From the material below, pick out every line that contains the word "woman" and copy each one.

■ Extracted entries ■
·····

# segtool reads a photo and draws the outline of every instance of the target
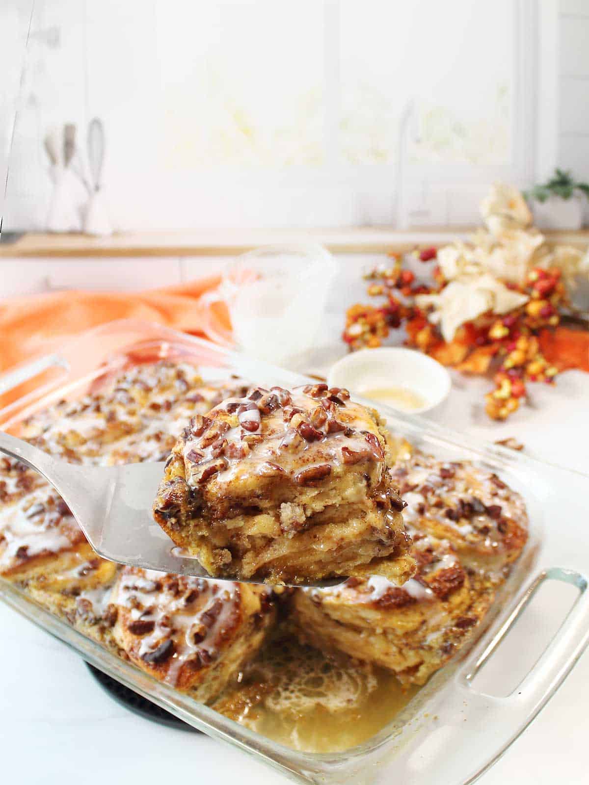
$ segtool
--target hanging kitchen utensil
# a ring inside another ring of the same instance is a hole
[[[112,234],[112,227],[102,193],[102,167],[104,162],[104,129],[95,117],[88,126],[88,166],[92,192],[84,217],[84,232],[89,235]]]

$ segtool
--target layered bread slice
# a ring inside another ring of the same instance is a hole
[[[208,572],[297,583],[415,563],[378,414],[346,390],[255,388],[192,418],[154,517]]]

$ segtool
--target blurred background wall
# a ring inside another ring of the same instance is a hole
[[[9,25],[5,230],[43,228],[44,136],[94,116],[119,229],[391,225],[400,192],[457,226],[498,179],[589,177],[586,0],[4,0]]]

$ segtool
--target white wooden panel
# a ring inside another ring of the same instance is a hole
[[[589,133],[589,77],[562,77],[562,133]]]
[[[183,282],[193,281],[221,273],[227,265],[234,261],[235,256],[187,257],[180,260],[181,276]]]
[[[47,289],[138,291],[180,283],[177,258],[47,261]]]
[[[177,258],[3,259],[0,297],[68,289],[140,291],[181,283]]]
[[[476,226],[480,224],[481,202],[488,193],[488,185],[448,188],[448,225]]]
[[[589,136],[562,136],[558,165],[570,169],[579,179],[589,180]]]
[[[558,6],[560,13],[589,16],[589,3],[587,0],[560,0]]]
[[[47,265],[46,261],[37,259],[0,260],[0,298],[46,291]]]
[[[562,17],[560,30],[561,75],[589,75],[589,17]]]

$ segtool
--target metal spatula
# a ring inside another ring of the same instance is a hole
[[[99,556],[132,567],[198,578],[211,576],[194,557],[182,556],[152,517],[163,463],[79,466],[0,432],[0,453],[35,469],[59,493]],[[226,579],[232,580],[233,579]],[[326,588],[345,578],[298,586]],[[259,579],[241,580],[262,583]]]

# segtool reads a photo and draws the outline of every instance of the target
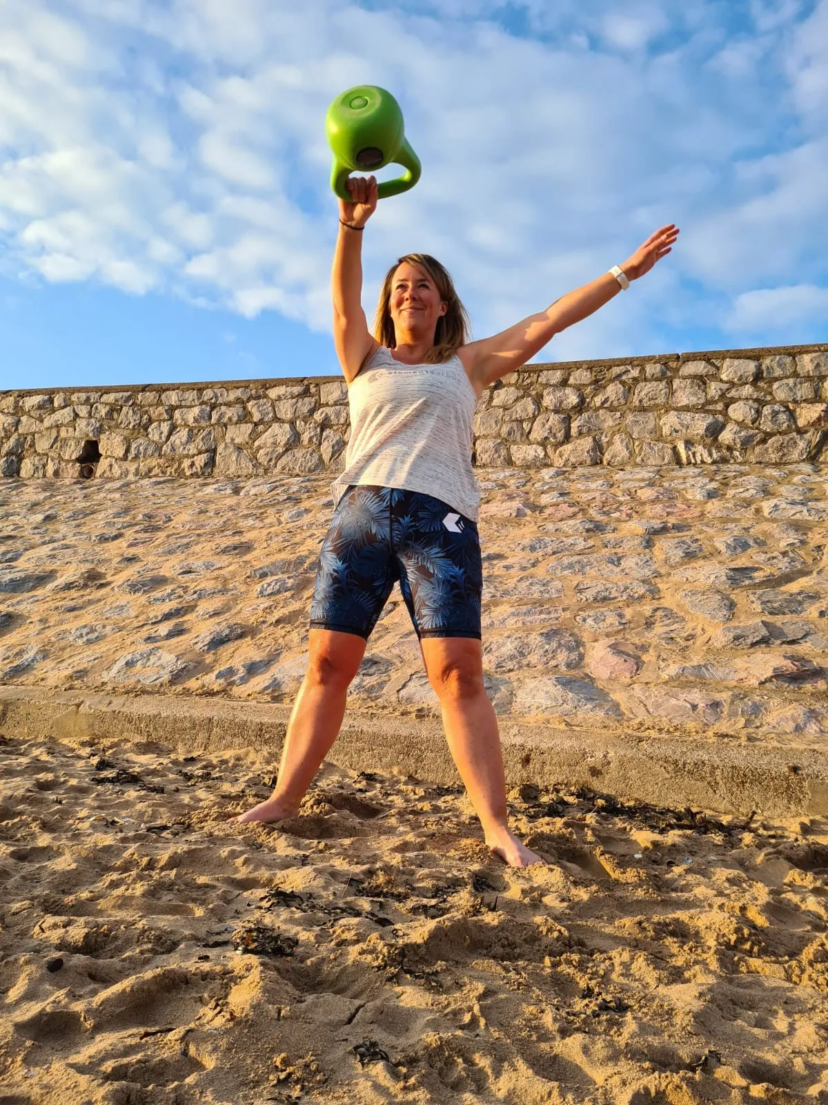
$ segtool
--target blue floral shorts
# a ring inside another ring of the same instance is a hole
[[[319,554],[311,629],[368,640],[396,580],[417,638],[480,640],[477,525],[421,492],[353,485]]]

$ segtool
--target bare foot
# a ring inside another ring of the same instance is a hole
[[[284,802],[278,799],[268,798],[265,802],[259,802],[258,806],[254,806],[252,810],[246,810],[244,813],[240,813],[236,821],[245,823],[247,821],[263,821],[269,823],[273,821],[284,821],[285,818],[293,818],[296,815],[296,810],[289,810]]]
[[[487,832],[486,843],[495,855],[499,855],[510,867],[528,867],[532,863],[546,862],[537,852],[527,848],[526,844],[521,844],[514,833],[505,827]]]

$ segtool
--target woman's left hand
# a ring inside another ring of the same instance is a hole
[[[650,234],[644,245],[639,245],[635,253],[624,262],[624,270],[627,280],[638,280],[644,276],[661,257],[666,257],[672,249],[676,239],[679,236],[679,228],[675,222],[668,227],[661,227]]]

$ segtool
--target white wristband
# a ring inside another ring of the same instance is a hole
[[[609,272],[613,274],[613,276],[615,276],[615,278],[618,281],[620,286],[626,292],[627,288],[629,287],[629,281],[627,280],[627,274],[624,272],[620,265],[613,265]]]

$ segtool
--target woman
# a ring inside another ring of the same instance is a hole
[[[372,337],[361,303],[361,244],[376,208],[376,180],[351,178],[348,188],[351,201],[339,201],[332,293],[351,438],[344,471],[333,484],[336,509],[319,557],[308,669],[276,789],[238,820],[279,821],[297,812],[339,733],[348,686],[399,580],[486,843],[507,864],[542,862],[508,827],[500,738],[484,687],[471,420],[485,388],[649,272],[670,252],[678,229],[662,227],[620,269],[471,343],[448,273],[433,257],[410,254],[389,270]]]

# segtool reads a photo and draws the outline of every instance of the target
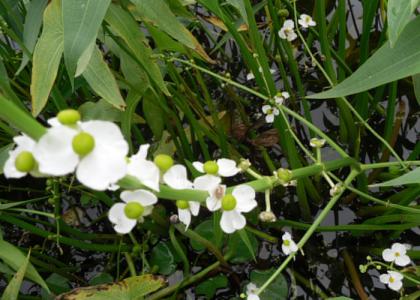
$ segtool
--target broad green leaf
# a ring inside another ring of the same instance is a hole
[[[111,0],[62,0],[64,62],[72,82],[77,63],[96,40],[110,3]]]
[[[270,278],[274,271],[275,270],[254,270],[251,272],[251,282],[257,287],[260,287],[268,280],[268,278]],[[288,295],[289,286],[287,284],[287,280],[284,278],[283,274],[280,274],[259,296],[261,300],[286,300],[289,299]]]
[[[33,52],[36,41],[38,40],[38,34],[42,25],[42,14],[47,3],[48,0],[33,0],[29,3],[28,12],[25,17],[25,25],[23,26],[23,43],[30,53]],[[16,74],[19,74],[28,62],[29,56],[23,51],[22,61]]]
[[[373,184],[374,186],[397,186],[397,185],[405,185],[405,184],[420,184],[420,168],[416,168],[400,177],[397,177],[392,180],[388,180],[382,183]]]
[[[154,138],[159,140],[162,137],[165,126],[165,114],[160,108],[156,97],[151,92],[146,92],[143,95],[143,112]]]
[[[98,102],[85,102],[80,105],[78,111],[83,121],[102,120],[120,122],[123,112],[101,99]]]
[[[4,164],[9,158],[9,151],[13,149],[14,144],[10,143],[0,148],[0,175],[3,174]]]
[[[120,94],[117,82],[98,47],[92,52],[89,64],[83,72],[83,77],[90,87],[109,104],[118,109],[125,108],[125,102]]]
[[[44,12],[44,27],[33,55],[32,114],[37,116],[45,107],[57,77],[63,54],[63,24],[61,1],[52,1]]]
[[[10,280],[9,284],[7,285],[6,289],[3,292],[3,296],[1,297],[1,300],[18,299],[20,286],[22,285],[22,281],[23,281],[23,278],[25,277],[26,269],[28,268],[30,255],[31,253],[29,252],[25,261],[20,266],[19,270],[13,276],[12,280]]]
[[[349,78],[326,92],[307,98],[343,97],[420,73],[419,28],[420,16],[405,27],[394,48],[387,42]]]
[[[133,0],[141,18],[190,49],[197,51],[206,61],[214,61],[206,54],[197,39],[178,21],[164,0]]]
[[[227,287],[227,285],[227,277],[223,274],[219,274],[197,285],[197,287],[195,288],[195,292],[198,295],[204,295],[206,299],[213,299],[214,295],[216,294],[216,291],[218,289]]]
[[[420,74],[413,75],[413,88],[417,103],[420,105]]]
[[[121,7],[111,4],[105,21],[110,25],[112,31],[124,40],[128,49],[149,75],[150,79],[163,93],[170,95],[163,81],[159,66],[152,58],[152,49],[147,44],[145,36],[132,15]]]
[[[151,251],[149,260],[151,266],[158,267],[158,273],[170,275],[176,270],[174,255],[166,243],[160,242]]]
[[[0,240],[0,259],[2,259],[12,269],[18,270],[20,266],[25,263],[26,257],[12,244],[4,240]],[[47,284],[31,263],[28,263],[25,277],[38,283],[42,288],[49,291]]]
[[[142,275],[117,283],[78,288],[62,294],[56,300],[135,300],[153,293],[165,285],[161,277]]]
[[[410,22],[419,0],[388,1],[388,36],[391,47],[394,47],[404,27]]]

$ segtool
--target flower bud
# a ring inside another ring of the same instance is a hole
[[[249,159],[241,159],[241,161],[238,164],[238,168],[242,170],[242,172],[246,171],[251,167],[251,162]]]
[[[232,194],[227,194],[222,198],[222,209],[224,211],[230,211],[235,209],[236,199]]]
[[[124,213],[127,218],[137,220],[144,213],[144,206],[138,202],[128,202],[124,207]]]
[[[215,161],[209,160],[204,163],[203,169],[204,172],[206,172],[207,174],[214,175],[217,174],[217,172],[219,171],[219,166]]]
[[[287,18],[289,16],[289,11],[287,9],[279,9],[277,15],[281,18]]]
[[[170,157],[169,155],[166,155],[166,154],[156,155],[156,157],[153,161],[155,162],[156,166],[158,166],[158,168],[162,172],[166,172],[174,164],[174,160],[172,159],[172,157]]]
[[[280,180],[282,184],[288,183],[292,180],[293,174],[292,171],[288,169],[280,168],[277,170],[277,178]]]
[[[74,152],[80,156],[84,156],[92,152],[93,148],[95,148],[95,140],[89,133],[80,132],[73,138],[72,146]]]
[[[27,173],[35,167],[35,158],[29,151],[22,151],[15,159],[15,167],[19,172]]]
[[[272,223],[277,220],[276,215],[271,211],[263,211],[259,214],[258,218],[261,222]]]
[[[57,119],[63,125],[73,125],[80,121],[80,113],[75,109],[65,109],[57,114]]]
[[[189,208],[190,207],[190,204],[188,203],[188,201],[186,201],[186,200],[177,200],[176,201],[176,206],[179,208],[179,209],[187,209],[187,208]]]
[[[325,145],[324,139],[312,138],[309,142],[313,148],[322,148]]]

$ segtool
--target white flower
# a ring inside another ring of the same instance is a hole
[[[316,22],[312,19],[312,17],[308,16],[306,14],[301,14],[300,15],[298,23],[303,28],[308,28],[309,26],[316,26]]]
[[[283,243],[281,244],[281,249],[283,250],[283,253],[285,255],[289,255],[292,252],[298,251],[298,247],[296,243],[292,240],[292,236],[290,235],[290,233],[285,232],[281,238],[283,240]]]
[[[200,203],[196,201],[178,200],[176,201],[176,206],[178,207],[179,221],[184,223],[186,229],[188,229],[191,223],[191,215],[198,216]]]
[[[265,121],[267,123],[273,123],[274,117],[279,115],[279,110],[271,105],[264,105],[262,107],[262,112],[265,114]]]
[[[404,267],[410,263],[410,257],[406,253],[405,245],[394,243],[390,249],[385,249],[382,252],[382,257],[387,262],[395,262],[397,266]]]
[[[128,144],[117,125],[106,121],[56,125],[34,148],[39,171],[53,176],[73,172],[85,186],[106,190],[127,172]]]
[[[193,184],[188,180],[187,168],[183,165],[174,165],[163,175],[163,182],[173,189],[191,189]]]
[[[193,162],[193,166],[201,173],[208,173],[222,177],[235,176],[241,171],[234,160],[227,158],[219,158],[216,162],[208,161],[204,164],[202,162],[195,161]]]
[[[130,157],[127,174],[136,177],[143,185],[159,192],[160,171],[154,162],[147,160],[149,144],[141,145],[137,154]]]
[[[116,232],[126,234],[152,213],[157,198],[146,190],[124,191],[120,197],[124,203],[115,203],[109,210],[108,218]]]
[[[257,295],[257,293],[257,286],[252,282],[248,283],[246,286],[246,300],[260,300],[260,297]]]
[[[263,69],[262,69],[262,67],[259,67],[258,68],[258,72],[260,72],[260,73],[262,73],[263,72]],[[274,73],[276,73],[276,70],[274,70],[274,69],[270,69],[270,73],[271,74],[274,74]],[[252,79],[255,79],[255,75],[254,75],[254,73],[248,73],[248,74],[246,74],[246,80],[247,81],[249,81],[249,80],[252,80]]]
[[[388,274],[382,274],[379,276],[379,280],[388,285],[391,290],[399,291],[402,287],[403,276],[395,271],[388,271]]]
[[[26,135],[15,136],[13,141],[16,148],[9,151],[9,158],[6,160],[3,168],[6,178],[22,178],[26,174],[36,174],[36,161],[32,154],[35,147],[35,141]]]
[[[242,213],[250,212],[257,206],[255,191],[249,185],[240,185],[232,194],[223,196],[221,201],[222,218],[220,227],[226,233],[233,233],[245,227],[246,219]]]
[[[194,179],[194,189],[207,191],[206,206],[210,211],[219,210],[222,207],[222,198],[226,192],[226,185],[220,184],[222,179],[214,175],[203,175]]]
[[[294,28],[295,23],[292,20],[284,21],[283,27],[279,30],[279,37],[289,42],[293,41],[297,38]]]

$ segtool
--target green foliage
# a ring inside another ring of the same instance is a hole
[[[102,284],[87,288],[78,288],[58,296],[57,300],[104,300],[119,299],[133,300],[142,299],[163,287],[163,278],[153,275],[129,277],[123,281],[110,284]]]

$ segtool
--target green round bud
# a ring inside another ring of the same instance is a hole
[[[172,157],[166,154],[156,155],[154,162],[156,166],[158,166],[158,168],[162,170],[162,172],[167,171],[174,164],[174,160],[172,159]]]
[[[186,201],[186,200],[177,200],[176,201],[176,206],[179,208],[179,209],[187,209],[187,208],[189,208],[190,207],[190,204],[188,203],[188,201]]]
[[[209,160],[204,163],[203,169],[207,174],[217,174],[219,166],[215,161]]]
[[[293,174],[292,171],[288,169],[280,168],[277,170],[277,177],[282,183],[287,183],[292,180]]]
[[[65,109],[57,114],[57,119],[61,124],[73,125],[80,121],[80,113],[75,109]]]
[[[87,132],[77,134],[72,141],[74,152],[80,156],[89,154],[95,148],[95,139]]]
[[[236,199],[232,194],[227,194],[222,198],[222,208],[225,211],[233,210],[236,207]]]
[[[27,173],[35,167],[35,158],[29,151],[22,151],[15,159],[15,167],[19,172]]]
[[[124,213],[129,219],[137,220],[144,213],[144,206],[138,202],[128,202],[124,207]]]

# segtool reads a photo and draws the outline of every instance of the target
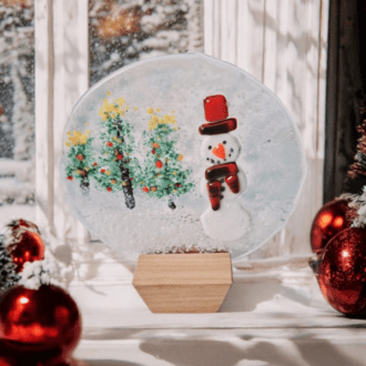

·····

■ Solution for this task ■
--target woman's left hand
--target woman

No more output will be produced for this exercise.